## TASK REQUIREMENTS
From the records below, pull out each line that contains the string "white", counting a match only when the letter case is the same.

## SUPPLIED MATERIAL
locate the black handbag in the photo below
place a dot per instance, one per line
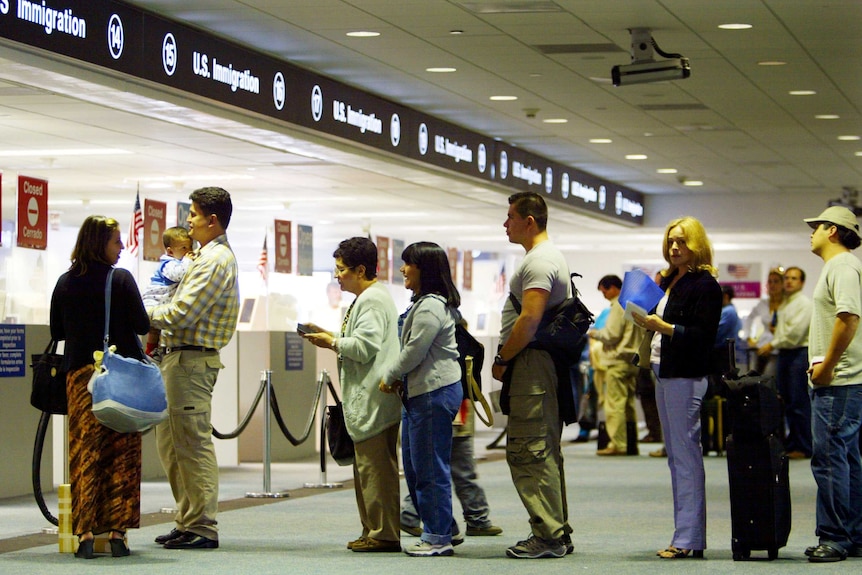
(49, 381)
(340, 443)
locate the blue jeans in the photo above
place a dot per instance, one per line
(836, 463)
(426, 446)
(792, 380)
(470, 494)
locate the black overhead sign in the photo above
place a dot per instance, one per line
(128, 40)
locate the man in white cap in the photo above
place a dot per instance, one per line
(835, 356)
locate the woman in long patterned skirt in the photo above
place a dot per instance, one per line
(105, 466)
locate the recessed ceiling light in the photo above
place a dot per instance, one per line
(63, 152)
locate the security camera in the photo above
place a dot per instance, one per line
(642, 73)
(644, 68)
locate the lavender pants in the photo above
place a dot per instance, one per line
(679, 401)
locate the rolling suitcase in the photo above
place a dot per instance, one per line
(757, 468)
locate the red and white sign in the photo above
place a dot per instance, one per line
(283, 248)
(32, 213)
(155, 223)
(453, 264)
(383, 259)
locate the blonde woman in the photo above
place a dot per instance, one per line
(681, 331)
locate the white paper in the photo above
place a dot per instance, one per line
(632, 307)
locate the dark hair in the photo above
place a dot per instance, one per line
(93, 238)
(216, 201)
(175, 235)
(435, 275)
(531, 204)
(358, 251)
(847, 237)
(610, 281)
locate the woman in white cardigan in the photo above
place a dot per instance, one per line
(366, 345)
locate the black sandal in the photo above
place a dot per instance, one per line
(676, 553)
(85, 548)
(118, 545)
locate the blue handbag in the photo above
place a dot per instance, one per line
(128, 394)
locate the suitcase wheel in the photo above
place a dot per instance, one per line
(741, 553)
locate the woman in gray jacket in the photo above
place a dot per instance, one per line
(429, 379)
(366, 345)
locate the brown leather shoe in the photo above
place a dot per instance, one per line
(658, 453)
(350, 544)
(372, 545)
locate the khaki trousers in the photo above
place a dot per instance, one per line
(620, 383)
(533, 446)
(375, 481)
(184, 440)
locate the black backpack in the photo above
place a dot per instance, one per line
(563, 329)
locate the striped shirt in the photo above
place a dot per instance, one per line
(205, 306)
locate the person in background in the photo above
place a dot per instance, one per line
(791, 341)
(729, 327)
(619, 340)
(759, 326)
(199, 320)
(530, 394)
(681, 332)
(428, 377)
(172, 267)
(470, 494)
(104, 466)
(835, 357)
(366, 345)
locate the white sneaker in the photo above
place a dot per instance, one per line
(425, 549)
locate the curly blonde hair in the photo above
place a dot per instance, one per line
(695, 239)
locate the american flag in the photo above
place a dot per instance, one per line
(263, 261)
(137, 226)
(500, 285)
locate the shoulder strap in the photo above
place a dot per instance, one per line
(475, 393)
(108, 306)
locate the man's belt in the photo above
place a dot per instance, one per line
(169, 350)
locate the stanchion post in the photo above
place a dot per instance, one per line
(266, 376)
(324, 484)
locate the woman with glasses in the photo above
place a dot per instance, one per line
(428, 377)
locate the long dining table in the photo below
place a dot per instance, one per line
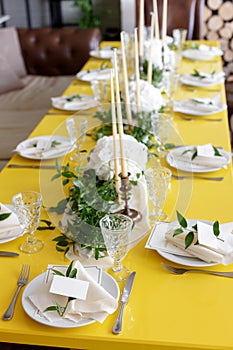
(165, 311)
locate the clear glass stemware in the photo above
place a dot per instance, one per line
(115, 229)
(27, 206)
(77, 128)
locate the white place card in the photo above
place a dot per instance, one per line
(69, 287)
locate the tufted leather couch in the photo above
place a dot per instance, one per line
(186, 14)
(57, 51)
(52, 57)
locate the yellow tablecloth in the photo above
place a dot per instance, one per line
(165, 311)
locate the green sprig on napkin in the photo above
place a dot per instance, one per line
(189, 238)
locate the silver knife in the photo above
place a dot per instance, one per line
(117, 327)
(32, 166)
(4, 253)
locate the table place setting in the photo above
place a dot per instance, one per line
(199, 106)
(202, 79)
(94, 74)
(202, 52)
(54, 299)
(44, 147)
(10, 227)
(193, 242)
(199, 158)
(73, 102)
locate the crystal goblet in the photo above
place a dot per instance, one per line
(115, 229)
(27, 206)
(161, 125)
(158, 180)
(77, 128)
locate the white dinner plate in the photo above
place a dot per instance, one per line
(179, 107)
(107, 282)
(201, 55)
(24, 146)
(94, 74)
(189, 166)
(188, 80)
(156, 241)
(83, 102)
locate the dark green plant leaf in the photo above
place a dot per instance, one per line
(182, 221)
(4, 216)
(177, 231)
(189, 239)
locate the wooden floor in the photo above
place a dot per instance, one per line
(11, 346)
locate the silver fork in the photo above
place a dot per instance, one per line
(22, 280)
(181, 271)
(182, 177)
(201, 118)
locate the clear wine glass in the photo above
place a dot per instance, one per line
(77, 128)
(161, 125)
(170, 84)
(158, 180)
(115, 229)
(27, 206)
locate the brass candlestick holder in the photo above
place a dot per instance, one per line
(125, 189)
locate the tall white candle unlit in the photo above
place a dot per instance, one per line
(114, 133)
(125, 73)
(119, 119)
(164, 22)
(137, 73)
(141, 28)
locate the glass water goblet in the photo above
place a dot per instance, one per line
(100, 91)
(158, 181)
(161, 125)
(116, 229)
(170, 84)
(77, 128)
(27, 206)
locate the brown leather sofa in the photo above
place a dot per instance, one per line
(186, 14)
(52, 57)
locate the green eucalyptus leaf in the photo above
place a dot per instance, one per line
(4, 216)
(216, 229)
(182, 221)
(177, 231)
(189, 239)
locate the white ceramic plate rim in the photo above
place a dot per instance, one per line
(189, 54)
(82, 97)
(189, 167)
(180, 259)
(107, 282)
(185, 110)
(81, 75)
(185, 80)
(21, 146)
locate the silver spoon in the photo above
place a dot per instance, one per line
(202, 118)
(182, 177)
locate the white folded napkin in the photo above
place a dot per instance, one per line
(44, 148)
(76, 103)
(209, 248)
(198, 104)
(11, 224)
(205, 156)
(150, 96)
(205, 246)
(101, 74)
(97, 306)
(205, 78)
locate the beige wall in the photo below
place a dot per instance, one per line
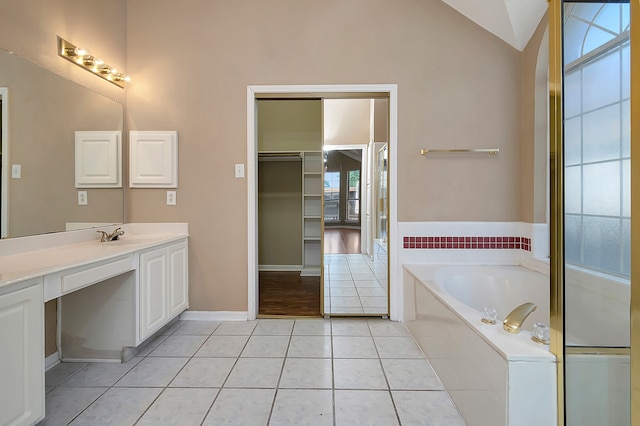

## EXERCISE ANSWER
locate the man in white cap in the photo above
locate the red and white sign in the photo above
locate the white paper in the photo above
locate the woman in white cardigan in the photo above
locate the white sneaker in the photo above
locate the white place card in the photo above
locate the white dinner plate in the photo above
locate the tall white candle unlit in the photo above
locate the white ceramic plate rim in the photo above
locate the white folded napkin in the photo above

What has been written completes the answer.